■ REQUIRED TASK ■
Locate every line in the records below that contains the word "tread" and copy each such line in full.
>> Begin MATERIAL SUPPLIED
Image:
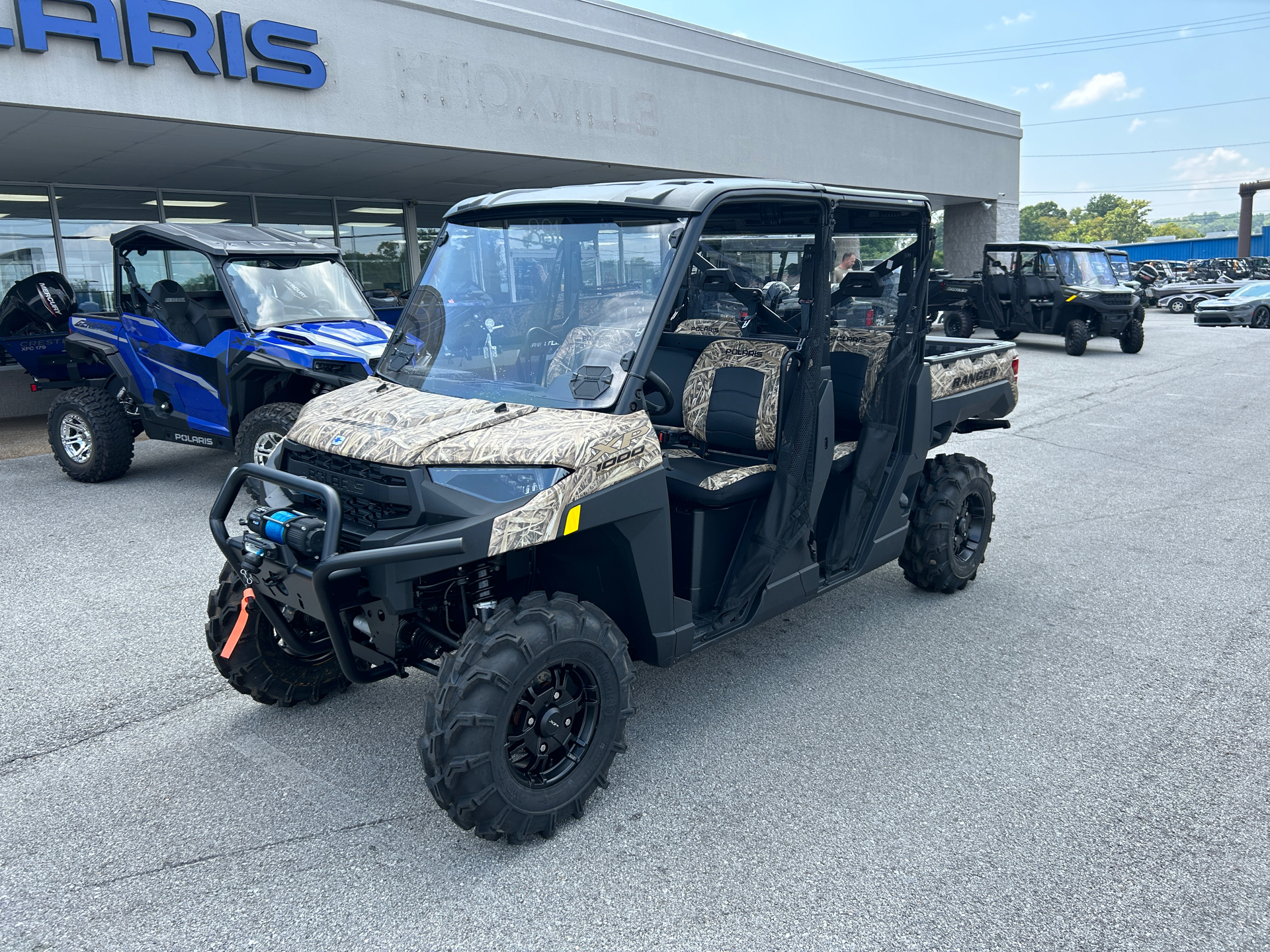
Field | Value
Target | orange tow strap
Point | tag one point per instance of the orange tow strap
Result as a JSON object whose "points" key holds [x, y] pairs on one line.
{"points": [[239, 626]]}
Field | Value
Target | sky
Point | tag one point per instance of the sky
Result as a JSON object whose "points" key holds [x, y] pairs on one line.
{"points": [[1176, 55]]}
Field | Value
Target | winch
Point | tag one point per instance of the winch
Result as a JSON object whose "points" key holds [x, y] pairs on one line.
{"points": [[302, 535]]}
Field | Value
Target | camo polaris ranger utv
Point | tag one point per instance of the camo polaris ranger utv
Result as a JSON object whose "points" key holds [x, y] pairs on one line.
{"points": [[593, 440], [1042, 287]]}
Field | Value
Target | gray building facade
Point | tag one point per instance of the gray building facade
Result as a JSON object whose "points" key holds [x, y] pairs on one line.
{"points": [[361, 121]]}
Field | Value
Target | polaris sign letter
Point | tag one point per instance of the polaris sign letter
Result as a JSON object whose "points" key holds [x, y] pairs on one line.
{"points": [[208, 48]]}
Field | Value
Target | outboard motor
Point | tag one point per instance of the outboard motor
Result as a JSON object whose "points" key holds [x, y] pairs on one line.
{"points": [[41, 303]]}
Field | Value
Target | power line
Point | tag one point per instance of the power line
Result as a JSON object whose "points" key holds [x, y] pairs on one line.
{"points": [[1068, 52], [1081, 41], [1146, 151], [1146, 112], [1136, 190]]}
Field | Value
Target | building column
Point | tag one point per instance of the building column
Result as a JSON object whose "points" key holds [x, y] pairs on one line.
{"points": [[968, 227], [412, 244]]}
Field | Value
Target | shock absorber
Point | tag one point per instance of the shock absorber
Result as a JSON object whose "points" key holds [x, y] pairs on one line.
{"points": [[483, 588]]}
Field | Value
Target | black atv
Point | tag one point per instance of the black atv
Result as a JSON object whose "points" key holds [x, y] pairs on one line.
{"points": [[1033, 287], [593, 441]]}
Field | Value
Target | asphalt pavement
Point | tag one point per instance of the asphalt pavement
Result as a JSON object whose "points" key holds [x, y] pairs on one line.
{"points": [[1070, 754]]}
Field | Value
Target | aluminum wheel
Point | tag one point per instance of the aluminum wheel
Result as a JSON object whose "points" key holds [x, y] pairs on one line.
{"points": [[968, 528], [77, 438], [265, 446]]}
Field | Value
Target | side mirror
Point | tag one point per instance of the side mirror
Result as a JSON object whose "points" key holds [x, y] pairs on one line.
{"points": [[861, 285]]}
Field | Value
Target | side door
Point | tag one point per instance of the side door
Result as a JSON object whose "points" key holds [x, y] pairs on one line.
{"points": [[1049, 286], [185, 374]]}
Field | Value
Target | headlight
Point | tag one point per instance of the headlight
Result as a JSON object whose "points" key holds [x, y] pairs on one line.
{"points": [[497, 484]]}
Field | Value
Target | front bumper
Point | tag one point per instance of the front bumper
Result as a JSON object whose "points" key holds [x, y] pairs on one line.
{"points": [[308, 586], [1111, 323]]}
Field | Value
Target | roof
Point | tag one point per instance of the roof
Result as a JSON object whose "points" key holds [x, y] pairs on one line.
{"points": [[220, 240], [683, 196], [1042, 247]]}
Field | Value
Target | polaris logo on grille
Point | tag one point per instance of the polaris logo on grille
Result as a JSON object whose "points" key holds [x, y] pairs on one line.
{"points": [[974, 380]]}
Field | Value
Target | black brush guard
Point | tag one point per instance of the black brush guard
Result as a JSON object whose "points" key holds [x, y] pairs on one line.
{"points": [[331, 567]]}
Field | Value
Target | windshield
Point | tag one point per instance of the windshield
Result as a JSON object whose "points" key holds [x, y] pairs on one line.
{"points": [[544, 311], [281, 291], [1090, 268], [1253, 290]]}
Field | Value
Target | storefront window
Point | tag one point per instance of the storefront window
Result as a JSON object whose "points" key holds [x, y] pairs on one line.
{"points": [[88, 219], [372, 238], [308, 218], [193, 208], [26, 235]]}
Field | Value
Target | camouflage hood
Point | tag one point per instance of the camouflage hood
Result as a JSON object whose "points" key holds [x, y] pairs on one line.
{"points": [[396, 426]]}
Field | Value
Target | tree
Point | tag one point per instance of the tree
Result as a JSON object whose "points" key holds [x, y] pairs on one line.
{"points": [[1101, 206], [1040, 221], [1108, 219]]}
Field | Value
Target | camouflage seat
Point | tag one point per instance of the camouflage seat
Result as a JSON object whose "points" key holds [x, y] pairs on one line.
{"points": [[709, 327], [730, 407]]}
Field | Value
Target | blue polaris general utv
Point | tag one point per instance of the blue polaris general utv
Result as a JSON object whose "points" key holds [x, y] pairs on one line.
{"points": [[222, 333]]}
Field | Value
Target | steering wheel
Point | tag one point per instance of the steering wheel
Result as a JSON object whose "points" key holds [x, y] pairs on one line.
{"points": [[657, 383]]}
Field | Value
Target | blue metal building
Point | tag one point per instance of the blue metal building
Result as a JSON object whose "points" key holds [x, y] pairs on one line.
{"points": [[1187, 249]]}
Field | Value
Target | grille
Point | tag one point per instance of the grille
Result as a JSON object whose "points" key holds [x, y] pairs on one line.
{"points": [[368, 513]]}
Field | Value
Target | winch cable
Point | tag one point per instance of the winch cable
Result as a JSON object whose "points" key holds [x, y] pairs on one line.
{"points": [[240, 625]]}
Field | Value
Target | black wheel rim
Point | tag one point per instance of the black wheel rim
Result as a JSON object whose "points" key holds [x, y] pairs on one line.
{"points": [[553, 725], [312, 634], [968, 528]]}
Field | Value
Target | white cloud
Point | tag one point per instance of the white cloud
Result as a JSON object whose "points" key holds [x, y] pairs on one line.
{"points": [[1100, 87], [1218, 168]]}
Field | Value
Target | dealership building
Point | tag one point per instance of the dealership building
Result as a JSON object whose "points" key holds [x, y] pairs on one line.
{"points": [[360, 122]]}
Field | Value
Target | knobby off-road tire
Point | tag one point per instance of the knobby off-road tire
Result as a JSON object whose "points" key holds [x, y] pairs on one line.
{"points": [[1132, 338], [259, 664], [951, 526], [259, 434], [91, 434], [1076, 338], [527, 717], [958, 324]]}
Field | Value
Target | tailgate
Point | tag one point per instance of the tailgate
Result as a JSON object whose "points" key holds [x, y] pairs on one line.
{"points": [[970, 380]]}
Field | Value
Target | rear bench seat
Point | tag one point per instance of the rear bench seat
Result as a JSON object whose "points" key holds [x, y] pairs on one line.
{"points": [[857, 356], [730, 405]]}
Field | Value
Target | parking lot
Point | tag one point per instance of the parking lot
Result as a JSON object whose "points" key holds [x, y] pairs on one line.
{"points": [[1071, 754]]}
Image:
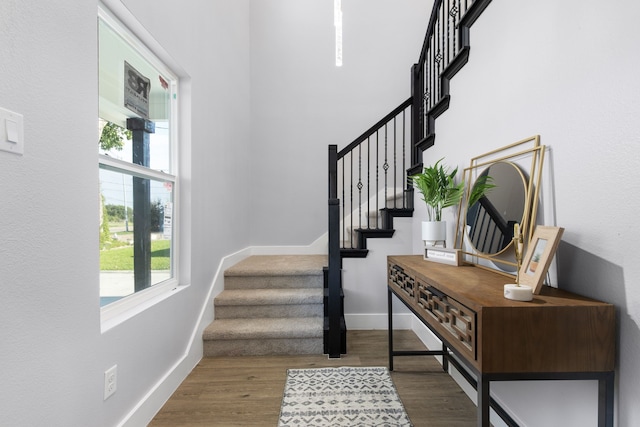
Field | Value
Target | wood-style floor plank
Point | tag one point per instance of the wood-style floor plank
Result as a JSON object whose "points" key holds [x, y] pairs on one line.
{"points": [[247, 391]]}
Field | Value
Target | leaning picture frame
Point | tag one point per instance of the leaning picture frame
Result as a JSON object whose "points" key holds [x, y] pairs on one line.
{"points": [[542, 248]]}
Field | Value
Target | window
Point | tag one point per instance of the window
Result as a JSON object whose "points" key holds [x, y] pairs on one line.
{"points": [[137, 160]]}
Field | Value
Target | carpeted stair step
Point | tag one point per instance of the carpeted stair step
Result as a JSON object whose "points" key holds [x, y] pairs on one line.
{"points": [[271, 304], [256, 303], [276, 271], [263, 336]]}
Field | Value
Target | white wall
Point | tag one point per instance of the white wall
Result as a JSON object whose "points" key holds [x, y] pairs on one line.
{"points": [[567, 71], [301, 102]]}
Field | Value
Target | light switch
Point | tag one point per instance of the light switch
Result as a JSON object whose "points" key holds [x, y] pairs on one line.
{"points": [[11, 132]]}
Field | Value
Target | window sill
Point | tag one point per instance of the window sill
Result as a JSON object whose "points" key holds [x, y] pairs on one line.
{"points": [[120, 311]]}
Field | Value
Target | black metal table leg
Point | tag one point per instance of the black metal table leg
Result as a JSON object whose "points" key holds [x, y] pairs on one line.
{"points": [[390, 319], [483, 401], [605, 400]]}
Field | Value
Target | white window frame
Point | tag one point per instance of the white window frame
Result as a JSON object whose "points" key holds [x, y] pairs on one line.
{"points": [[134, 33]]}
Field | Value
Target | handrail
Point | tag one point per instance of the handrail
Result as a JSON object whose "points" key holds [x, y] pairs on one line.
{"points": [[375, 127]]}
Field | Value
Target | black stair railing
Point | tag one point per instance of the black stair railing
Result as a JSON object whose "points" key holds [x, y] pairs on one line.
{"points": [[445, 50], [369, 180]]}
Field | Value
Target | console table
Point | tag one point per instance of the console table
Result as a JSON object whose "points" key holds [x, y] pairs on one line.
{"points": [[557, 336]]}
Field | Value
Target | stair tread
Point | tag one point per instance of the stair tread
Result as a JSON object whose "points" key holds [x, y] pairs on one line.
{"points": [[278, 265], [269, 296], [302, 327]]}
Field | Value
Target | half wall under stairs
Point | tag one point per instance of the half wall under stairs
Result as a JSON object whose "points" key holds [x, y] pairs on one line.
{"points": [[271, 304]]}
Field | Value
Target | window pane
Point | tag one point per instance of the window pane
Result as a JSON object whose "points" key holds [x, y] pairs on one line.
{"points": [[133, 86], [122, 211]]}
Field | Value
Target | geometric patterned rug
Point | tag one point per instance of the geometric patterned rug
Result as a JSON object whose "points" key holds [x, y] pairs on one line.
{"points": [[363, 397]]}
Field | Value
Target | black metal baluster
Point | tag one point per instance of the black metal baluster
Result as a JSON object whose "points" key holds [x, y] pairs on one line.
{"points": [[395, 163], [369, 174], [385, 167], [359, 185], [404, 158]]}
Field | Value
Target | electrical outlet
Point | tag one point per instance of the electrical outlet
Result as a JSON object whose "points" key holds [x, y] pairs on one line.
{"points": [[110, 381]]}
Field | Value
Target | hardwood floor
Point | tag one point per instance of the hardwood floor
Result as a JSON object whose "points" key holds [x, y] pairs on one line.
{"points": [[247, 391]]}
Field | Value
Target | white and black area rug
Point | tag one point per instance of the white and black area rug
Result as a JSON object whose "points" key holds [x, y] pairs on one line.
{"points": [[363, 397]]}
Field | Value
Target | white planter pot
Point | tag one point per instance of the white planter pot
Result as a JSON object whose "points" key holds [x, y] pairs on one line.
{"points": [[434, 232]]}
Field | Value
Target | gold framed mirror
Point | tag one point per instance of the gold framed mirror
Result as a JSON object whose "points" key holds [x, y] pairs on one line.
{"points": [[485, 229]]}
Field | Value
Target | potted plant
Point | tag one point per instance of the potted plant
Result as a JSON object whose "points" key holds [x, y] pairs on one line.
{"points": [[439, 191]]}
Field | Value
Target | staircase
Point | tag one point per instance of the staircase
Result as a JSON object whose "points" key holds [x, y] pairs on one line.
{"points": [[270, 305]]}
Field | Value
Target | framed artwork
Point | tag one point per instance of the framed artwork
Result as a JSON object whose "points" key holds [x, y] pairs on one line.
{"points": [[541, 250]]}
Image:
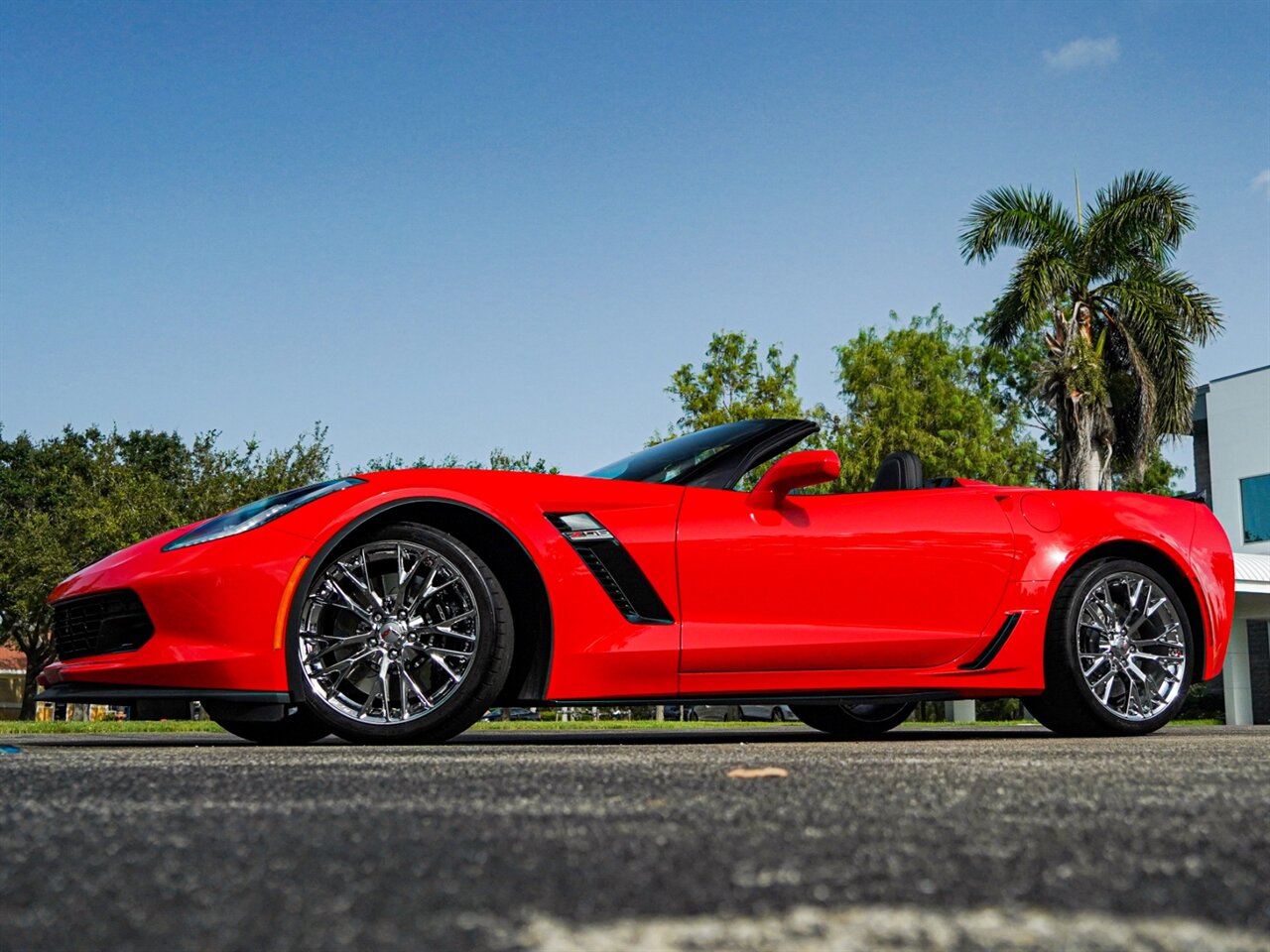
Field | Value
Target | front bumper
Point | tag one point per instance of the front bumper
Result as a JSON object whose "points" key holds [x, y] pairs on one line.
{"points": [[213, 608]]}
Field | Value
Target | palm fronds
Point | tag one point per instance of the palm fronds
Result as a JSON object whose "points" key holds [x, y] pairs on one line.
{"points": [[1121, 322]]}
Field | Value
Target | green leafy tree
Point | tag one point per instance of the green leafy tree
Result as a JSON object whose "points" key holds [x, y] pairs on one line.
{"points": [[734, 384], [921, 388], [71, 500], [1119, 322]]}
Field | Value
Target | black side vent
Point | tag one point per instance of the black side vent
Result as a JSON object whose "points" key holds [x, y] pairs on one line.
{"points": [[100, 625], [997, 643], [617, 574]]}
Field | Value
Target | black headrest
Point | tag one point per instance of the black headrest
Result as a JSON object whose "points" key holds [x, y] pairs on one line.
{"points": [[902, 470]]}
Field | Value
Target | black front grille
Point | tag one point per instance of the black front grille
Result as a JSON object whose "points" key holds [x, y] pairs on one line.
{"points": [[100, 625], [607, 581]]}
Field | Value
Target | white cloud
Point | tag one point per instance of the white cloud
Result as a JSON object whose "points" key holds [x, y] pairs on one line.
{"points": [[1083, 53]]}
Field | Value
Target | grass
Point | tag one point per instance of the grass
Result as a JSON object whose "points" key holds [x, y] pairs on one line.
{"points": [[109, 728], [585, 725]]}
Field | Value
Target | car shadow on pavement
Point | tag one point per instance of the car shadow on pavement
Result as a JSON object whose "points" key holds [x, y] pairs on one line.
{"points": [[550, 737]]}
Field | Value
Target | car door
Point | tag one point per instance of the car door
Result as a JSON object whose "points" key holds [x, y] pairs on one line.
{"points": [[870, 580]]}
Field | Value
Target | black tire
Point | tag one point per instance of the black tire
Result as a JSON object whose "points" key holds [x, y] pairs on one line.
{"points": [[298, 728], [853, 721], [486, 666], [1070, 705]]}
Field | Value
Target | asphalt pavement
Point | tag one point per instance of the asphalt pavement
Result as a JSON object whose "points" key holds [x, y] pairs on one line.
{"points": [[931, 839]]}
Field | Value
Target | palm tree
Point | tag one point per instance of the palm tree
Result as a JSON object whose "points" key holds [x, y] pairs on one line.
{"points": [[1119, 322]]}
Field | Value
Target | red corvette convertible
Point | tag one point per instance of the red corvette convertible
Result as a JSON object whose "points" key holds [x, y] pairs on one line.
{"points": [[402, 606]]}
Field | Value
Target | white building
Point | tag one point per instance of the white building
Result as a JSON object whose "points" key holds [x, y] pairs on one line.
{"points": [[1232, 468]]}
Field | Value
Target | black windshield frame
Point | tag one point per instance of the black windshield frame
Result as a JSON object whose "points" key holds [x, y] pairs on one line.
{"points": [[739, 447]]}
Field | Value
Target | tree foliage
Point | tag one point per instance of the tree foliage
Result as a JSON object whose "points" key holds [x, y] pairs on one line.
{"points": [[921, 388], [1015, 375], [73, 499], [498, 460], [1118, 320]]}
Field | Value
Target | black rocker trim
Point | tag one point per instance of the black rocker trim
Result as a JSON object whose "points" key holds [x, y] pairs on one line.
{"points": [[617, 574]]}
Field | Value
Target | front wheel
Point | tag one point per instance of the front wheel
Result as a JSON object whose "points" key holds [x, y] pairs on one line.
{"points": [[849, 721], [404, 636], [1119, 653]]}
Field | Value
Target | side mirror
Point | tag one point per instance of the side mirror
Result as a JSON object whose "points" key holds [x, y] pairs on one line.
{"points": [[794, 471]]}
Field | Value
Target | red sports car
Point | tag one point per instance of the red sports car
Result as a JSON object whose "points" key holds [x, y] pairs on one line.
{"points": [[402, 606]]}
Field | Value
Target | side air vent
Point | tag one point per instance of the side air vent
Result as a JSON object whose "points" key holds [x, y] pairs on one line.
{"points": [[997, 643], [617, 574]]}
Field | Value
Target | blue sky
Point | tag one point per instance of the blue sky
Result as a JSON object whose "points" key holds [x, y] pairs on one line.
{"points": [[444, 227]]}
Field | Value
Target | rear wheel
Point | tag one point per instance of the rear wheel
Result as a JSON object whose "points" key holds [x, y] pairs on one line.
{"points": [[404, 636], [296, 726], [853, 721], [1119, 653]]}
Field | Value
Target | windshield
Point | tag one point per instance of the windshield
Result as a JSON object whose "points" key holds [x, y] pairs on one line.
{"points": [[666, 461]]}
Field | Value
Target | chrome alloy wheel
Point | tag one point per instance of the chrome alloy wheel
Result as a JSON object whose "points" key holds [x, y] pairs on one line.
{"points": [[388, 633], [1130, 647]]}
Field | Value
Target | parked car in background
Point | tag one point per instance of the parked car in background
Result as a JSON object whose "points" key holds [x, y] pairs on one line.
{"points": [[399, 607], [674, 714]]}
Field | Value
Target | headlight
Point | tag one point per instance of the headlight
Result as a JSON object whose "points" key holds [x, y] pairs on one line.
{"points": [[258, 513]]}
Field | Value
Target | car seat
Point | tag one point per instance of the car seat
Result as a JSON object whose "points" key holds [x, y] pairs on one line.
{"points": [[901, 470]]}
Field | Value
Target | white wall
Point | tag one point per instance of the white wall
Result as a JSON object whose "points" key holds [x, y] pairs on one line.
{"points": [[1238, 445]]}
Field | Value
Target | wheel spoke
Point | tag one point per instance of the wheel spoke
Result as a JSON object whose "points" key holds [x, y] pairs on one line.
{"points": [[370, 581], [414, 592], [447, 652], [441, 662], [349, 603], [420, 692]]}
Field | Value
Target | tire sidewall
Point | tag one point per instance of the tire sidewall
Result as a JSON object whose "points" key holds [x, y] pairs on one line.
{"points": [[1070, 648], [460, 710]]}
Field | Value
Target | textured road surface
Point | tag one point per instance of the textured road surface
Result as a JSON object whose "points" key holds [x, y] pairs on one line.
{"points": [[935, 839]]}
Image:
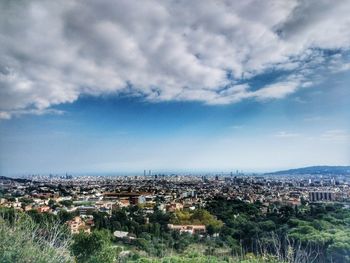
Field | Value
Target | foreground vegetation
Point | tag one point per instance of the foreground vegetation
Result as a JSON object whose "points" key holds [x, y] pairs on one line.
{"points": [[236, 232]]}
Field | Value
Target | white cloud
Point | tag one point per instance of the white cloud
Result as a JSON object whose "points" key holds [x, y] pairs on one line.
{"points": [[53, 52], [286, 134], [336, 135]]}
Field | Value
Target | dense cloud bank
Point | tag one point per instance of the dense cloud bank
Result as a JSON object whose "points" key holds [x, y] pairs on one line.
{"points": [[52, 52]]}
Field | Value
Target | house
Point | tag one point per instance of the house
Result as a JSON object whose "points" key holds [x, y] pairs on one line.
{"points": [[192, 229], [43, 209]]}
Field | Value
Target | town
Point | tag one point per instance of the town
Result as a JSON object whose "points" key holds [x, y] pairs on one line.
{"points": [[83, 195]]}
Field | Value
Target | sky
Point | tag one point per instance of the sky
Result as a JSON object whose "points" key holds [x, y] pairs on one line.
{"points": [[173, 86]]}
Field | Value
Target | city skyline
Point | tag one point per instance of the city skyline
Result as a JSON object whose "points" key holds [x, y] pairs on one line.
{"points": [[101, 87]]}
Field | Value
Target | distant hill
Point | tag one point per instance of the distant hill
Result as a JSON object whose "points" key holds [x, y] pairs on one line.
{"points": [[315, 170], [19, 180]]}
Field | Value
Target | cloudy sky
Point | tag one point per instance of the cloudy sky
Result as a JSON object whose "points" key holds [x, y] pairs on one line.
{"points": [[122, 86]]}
>> End MATERIAL SUPPLIED
■ WRITTEN SOLUTION ■
Target | stair tread
Point | tag one point per instance of the stair tread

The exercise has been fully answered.